= Text extract =
-------------------------
UK Release Date: September 1956

Topped the Chart:

·       7th October 1956 (for two weeks)

·       28th October 1956 (for one week)

·       11th November 1956 (for 15 weeks, including one week shared with Original Soundtrack- High Society, 10th February 1957)

·       Various weeks throughout 1957 (29 weeks)

·       16th March 1958 (for one week)

48 weeks total

Biggest selling UK album of 1957


It’s with a sense of dread that I step into this week’s entry. I must admit to feeling the same tiredness that record buyers not enamoured with jazz hands and box steps must have felt looking at the LP chart throughout 1956 and 1957. Rogers and Hammerstein musicals dominated with The King and I topping the chart for a mammoth 48 weeks, which can be put down to two prevailing trends: adults with money to burn remaining the main audience for the album format, and there wasn’t a lot of choice out there.


I have history with The King and I too. I remember being taken to see a primary school version of it aged 7 and thinking it was one of the most boring evenings of my life, and a feeling like that sticks at that age. It was this preconception that I sat down to listen to the soundtrack album of the 1956 film, only to be pleasantly surprised. And while it might not work as well as a standalone listening experience as Oklahoma!, its grander scale and set of catchy tunes makes it easy to see why it was so appealing to record buyers in the late 1950s.
-------------------------
= Provided data =

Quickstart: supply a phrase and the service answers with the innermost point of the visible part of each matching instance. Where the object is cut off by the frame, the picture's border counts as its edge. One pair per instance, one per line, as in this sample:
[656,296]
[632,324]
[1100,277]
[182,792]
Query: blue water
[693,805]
-------------------------
= To-do list =
1/ Answer these questions using the text about The King and I album:
(a) In what month and year was the album released in the UK?
(b) Which album shared one of its weeks at the top of the chart?
(c) How old was the writer when taken to see a primary school version of The King and I?
2/ According to the text about The King and I album, why did it top the chart for 48 weeks? Answer in one to three sentences.
3/ Repeat the part of the text about The King and I album that opens with the words containing "I have history" and closes with "the late 1950s.".

= Solution list =
1/
(a) September 1956
(b) Original Soundtrack- High Society (the week of 10th February 1957)
(c) 7

2/ The text credits two prevailing trends. Adults with money to burn remained the main audience for the album format, and there was not a lot of choice available.

3/
I have history with The King and I too. I remember being taken to see a primary school version of it aged 7 and thinking it was one of the most boring evenings of my life, and a feeling like that sticks at that age. It was this preconception that I sat down to listen to the soundtrack album of the 1956 film, only to be pleasantly surprised. And while it might not work as well as a standalone listening experience as Oklahoma!, its grander scale and set of catchy tunes makes it easy to see why it was so appealing to record buyers in the late 1950s.